▸ **SELECTED TEXT**
(begin)

Why the world won’t run out of oil
Gerard Jackson
Sometimes it really is hard to be pleasant, particularly where quackery is being touted as a sound economic argument. And Tim Colebatch, economics editor of The Age, is a first class economic quack. What one must bear in mind about quacks is that they actually believe what they are preaching. This is certainly case with Colebatch’s views on oil supplies (The world’s running out of petrol. That’s the fact of the matter, The Age, 15 August 2006).
Let me begin with his misconceptions about government spending and markets. He claims that “[i]n effect, the Government will now pay most of the bill for converting your car to LPG”. Of course it is not the government who is paying but taxpayers, the people that Colebatch rarely refers to. It’s true that most car owners are also taxpayers. It therefore follows that any payments to these people from the Government will largely amount to a one-off tax rebate. Although it is a simple point it does serve to show just how sloppy Colebatch’s economic thinking is.
This brings me to prices and substitutes. Every economist knows that when the price of a resource continues to rise the market will respond by economising on its use while seeking out substitutes. Now Colebatch relies on this insight to praise the Government for not cutting taxes petrol taxes. After all, according to Colebatch,
[y]ou do people no favours by making it cheaper for them to use up a product in short supply. It encourages us, when making investments, to assume that the product will remain cheap, when it can’t.
This is nonsense and assumes that politicians and commentators like himself know better than the market. He is also implying that oil is ‘too cheap’. But in economic terms if a good is ‘too cheap’ then there must be a shortage, meaning that the price of the good has been forced below its market clearing level. Only a fool would argue that this is the case with oil.
Furthermore, in a free market prices are the result of supply and demand. However, it’s obvious that Colebatch is not talking about free market prices but prices distorted by taxes. He inadvertently admits this by recognising that cutting petrol taxes would increase consumption. But if we are running out of oil, as he insists, then an increase in demand will result in raising the price of petrol.
Not only does Colebatch fail to see the contradiction in his own argument he also does not seem to realise that he is arguing for a conservation tax. Such taxes are based on the easily refutable opinion that governments are more efficient at conserving resources than markets. In any case competent economists know that such taxes have undesirable effects.
By artificially restricting the use of a resource, whether it is renewable or not, these taxes force producers to increase their inventory of the resources at the expense of living standards. The effect on oil, for example, would be to reduce the rate of consumption and direct investment into costly substitutes.
But this policy would be a sheer waste of resources, a grotesque malinvestment, because artificially extending investment to the conservation of oil — or any natural resource — to the point where the opportunity cost of investing in alternative fuels exceeds the cost of investing in oil in the absence of the tax is truly wasteful1. But as I pointed out earlier, if Colebatch and his ilk are right about the world running out of oil then there is absolutely no need for them to use taxes to induce further scarcity as to encourage the development of alternative energy sources.
Apart from attacking the living standards of the masses — something that doesn’t seem to bother the compassionate and exceedingly well paid Colebatch — this policy would cause premature investments to be made in nascent or uncertain technologies. We live in a wonderful world (apart from the existence of Islamofascists and fanatical leftists), one in which rapid technological change is not only taken for granted it is treated almost as if it is part of a natural and enduring process.

(end)

▸ **PROBLEM REQUIREMENTS**
Reproduce the passage of the oil article from "Not only does" up to and including "into costly substitutes.", word for word.

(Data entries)

(begin)

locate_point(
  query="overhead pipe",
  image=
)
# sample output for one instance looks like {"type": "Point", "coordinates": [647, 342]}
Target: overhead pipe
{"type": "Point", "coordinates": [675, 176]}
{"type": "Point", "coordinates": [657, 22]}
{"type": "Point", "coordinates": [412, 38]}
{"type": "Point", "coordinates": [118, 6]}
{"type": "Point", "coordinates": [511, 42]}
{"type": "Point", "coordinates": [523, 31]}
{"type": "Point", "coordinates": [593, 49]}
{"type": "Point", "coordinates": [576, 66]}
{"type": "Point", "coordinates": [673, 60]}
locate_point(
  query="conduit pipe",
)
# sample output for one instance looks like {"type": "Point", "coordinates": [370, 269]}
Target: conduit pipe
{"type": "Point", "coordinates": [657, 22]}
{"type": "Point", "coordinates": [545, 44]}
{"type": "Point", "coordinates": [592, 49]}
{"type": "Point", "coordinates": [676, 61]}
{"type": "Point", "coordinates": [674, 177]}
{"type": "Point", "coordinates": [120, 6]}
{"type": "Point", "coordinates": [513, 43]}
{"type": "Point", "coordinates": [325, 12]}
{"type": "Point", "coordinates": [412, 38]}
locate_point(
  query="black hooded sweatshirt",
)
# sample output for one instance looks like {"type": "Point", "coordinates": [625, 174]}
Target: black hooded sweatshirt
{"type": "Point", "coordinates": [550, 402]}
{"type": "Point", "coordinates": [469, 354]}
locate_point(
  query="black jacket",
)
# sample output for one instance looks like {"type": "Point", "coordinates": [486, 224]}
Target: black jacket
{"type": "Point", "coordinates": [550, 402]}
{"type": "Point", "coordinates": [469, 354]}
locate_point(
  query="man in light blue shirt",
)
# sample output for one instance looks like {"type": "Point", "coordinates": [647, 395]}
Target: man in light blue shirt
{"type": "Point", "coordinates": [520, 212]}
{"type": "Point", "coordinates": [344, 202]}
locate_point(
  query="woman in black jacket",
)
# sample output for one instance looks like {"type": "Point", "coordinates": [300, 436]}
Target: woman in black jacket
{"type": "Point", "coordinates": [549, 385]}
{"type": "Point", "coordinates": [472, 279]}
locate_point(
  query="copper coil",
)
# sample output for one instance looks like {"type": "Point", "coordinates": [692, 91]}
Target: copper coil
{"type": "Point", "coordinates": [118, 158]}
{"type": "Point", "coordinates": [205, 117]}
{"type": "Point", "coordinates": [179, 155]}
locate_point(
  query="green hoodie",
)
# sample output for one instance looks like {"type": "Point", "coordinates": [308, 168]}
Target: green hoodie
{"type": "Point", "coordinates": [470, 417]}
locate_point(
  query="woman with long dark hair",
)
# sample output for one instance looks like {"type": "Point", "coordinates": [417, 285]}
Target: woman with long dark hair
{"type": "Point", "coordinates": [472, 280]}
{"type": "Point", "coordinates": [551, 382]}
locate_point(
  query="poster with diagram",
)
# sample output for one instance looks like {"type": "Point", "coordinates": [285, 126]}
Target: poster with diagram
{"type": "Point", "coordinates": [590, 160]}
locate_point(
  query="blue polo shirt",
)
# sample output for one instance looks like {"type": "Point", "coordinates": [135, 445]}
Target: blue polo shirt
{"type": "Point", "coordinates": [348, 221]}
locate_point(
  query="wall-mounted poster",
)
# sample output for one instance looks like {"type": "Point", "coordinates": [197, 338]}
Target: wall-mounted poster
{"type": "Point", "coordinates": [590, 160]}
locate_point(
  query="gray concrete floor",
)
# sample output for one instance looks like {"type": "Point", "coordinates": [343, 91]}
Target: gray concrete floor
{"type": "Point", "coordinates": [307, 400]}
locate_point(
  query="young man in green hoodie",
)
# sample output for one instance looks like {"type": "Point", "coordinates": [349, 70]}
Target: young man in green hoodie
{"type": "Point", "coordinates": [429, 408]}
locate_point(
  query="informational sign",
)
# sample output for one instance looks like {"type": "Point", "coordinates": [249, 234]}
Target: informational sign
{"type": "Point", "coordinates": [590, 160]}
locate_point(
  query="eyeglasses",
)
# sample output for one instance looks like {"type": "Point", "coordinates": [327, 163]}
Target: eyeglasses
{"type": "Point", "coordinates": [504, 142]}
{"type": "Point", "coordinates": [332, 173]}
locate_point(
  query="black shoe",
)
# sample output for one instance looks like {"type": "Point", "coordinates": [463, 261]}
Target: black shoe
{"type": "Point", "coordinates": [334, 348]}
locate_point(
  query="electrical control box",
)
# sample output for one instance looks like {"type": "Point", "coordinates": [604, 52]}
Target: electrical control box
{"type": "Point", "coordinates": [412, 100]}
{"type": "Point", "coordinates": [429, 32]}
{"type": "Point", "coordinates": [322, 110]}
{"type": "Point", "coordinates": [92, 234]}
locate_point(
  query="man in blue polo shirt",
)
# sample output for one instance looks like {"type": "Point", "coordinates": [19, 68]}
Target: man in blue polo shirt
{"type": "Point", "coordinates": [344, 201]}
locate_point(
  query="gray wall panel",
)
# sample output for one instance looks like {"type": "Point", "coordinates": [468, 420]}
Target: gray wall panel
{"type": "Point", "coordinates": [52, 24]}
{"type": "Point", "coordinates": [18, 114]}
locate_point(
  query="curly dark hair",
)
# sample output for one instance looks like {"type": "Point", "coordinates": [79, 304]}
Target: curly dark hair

(end)

▸ **FULL ANSWER**
Not only does Colebatch fail to see the contradiction in his own argument he also does not seem to realise that he is arguing for a conservation tax. Such taxes are based on the easily refutable opinion that governments are more efficient at conserving resources than markets. In any case competent economists know that such taxes have undesirable effects.
By artificially restricting the use of a resource, whether it is renewable or not, these taxes force producers to increase their inventory of the resources at the expense of living standards. The effect on oil, for example, would be to reduce the rate of consumption and direct investment into costly substitutes.